* _EXERCISE BRIEF_
Report every line of the data below that contains the word "boat", copying each such line in full. Treat the match as case-sensitive.

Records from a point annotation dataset
------------

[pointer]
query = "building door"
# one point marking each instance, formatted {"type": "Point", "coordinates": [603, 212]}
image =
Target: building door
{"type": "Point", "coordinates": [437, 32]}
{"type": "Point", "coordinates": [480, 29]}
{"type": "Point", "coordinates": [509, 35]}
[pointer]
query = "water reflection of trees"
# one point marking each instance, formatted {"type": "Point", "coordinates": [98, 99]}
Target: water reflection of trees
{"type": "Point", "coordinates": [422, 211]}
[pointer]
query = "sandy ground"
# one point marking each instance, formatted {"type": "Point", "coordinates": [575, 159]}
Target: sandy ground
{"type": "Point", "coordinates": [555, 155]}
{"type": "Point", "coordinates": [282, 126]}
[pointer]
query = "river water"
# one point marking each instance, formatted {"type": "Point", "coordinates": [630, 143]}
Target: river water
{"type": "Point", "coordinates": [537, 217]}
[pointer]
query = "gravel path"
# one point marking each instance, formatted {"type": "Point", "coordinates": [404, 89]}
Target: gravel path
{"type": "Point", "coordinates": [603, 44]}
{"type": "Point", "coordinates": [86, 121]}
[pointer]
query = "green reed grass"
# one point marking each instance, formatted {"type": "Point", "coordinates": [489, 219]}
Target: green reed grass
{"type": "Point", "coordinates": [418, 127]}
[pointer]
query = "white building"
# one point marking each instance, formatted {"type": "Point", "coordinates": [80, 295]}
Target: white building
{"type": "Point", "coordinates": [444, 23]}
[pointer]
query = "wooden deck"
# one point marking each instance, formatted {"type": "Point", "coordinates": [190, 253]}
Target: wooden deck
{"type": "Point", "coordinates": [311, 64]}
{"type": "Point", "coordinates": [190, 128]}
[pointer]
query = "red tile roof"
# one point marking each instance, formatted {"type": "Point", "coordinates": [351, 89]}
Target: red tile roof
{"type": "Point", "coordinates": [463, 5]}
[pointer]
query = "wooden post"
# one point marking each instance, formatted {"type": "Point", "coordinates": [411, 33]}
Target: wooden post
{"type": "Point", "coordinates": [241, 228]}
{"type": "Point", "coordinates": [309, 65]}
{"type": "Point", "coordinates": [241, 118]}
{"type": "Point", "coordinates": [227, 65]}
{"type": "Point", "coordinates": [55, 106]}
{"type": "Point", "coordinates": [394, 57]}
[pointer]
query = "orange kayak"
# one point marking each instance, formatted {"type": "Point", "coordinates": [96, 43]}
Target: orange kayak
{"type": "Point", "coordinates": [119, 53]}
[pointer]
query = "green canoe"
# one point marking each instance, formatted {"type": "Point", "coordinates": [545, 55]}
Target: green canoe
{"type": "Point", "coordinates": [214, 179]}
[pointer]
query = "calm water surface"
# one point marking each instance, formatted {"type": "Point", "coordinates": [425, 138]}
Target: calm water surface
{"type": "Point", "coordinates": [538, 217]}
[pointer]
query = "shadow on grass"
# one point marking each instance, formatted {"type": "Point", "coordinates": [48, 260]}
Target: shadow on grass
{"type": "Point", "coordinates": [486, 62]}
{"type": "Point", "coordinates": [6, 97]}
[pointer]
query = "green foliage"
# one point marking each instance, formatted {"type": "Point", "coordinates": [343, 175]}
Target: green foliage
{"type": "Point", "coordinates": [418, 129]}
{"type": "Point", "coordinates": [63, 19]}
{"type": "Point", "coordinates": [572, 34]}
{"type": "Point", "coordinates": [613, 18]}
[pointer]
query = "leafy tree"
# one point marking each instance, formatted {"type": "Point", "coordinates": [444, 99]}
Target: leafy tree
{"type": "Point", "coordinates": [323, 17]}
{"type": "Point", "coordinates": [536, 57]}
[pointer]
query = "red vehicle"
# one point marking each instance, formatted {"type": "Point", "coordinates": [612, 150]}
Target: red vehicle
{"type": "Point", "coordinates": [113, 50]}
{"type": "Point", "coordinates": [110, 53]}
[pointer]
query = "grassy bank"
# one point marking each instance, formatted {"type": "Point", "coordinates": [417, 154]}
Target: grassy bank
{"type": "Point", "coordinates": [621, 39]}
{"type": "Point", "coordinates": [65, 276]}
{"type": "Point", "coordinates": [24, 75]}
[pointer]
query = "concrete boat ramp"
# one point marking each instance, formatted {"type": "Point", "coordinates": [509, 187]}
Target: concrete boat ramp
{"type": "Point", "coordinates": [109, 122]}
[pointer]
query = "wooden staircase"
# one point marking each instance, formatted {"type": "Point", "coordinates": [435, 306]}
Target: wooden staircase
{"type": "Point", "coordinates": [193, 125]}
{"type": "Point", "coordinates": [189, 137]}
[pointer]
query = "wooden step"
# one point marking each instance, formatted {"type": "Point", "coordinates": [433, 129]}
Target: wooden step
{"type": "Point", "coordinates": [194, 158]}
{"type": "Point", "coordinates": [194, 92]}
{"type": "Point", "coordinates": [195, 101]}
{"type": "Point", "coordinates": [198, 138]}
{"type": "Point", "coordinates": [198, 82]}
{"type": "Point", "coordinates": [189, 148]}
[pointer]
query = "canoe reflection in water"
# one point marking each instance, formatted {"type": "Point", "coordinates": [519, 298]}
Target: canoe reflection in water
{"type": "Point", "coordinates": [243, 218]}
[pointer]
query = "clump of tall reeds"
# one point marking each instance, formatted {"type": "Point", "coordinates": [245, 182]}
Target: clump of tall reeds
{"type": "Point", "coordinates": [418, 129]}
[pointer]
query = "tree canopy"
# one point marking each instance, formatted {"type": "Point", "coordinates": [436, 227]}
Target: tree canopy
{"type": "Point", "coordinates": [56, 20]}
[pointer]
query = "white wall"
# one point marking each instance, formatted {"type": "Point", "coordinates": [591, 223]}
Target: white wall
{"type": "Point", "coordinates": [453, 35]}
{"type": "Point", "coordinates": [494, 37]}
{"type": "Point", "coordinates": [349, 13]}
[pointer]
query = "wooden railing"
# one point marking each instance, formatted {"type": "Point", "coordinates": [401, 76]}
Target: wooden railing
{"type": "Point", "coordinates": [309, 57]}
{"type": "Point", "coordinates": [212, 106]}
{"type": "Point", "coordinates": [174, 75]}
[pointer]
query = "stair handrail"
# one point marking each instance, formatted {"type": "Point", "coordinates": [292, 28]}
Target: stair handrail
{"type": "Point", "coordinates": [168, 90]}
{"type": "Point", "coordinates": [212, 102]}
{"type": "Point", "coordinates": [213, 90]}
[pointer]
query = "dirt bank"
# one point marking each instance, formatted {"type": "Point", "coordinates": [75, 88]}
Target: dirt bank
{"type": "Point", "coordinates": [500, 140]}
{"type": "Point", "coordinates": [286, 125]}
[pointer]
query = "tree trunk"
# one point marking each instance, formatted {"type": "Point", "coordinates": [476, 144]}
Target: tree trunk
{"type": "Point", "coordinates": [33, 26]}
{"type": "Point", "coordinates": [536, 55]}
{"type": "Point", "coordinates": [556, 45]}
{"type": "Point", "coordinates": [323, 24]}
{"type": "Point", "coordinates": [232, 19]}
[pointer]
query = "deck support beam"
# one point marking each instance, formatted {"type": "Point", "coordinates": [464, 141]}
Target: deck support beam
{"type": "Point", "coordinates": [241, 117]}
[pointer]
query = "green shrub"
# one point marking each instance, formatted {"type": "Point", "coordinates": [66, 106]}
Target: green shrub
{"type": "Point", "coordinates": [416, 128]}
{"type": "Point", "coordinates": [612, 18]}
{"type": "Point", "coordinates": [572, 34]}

------------

* _TASK SOLUTION_
query = "concrete boat ramp"
Target: concrete boat ramp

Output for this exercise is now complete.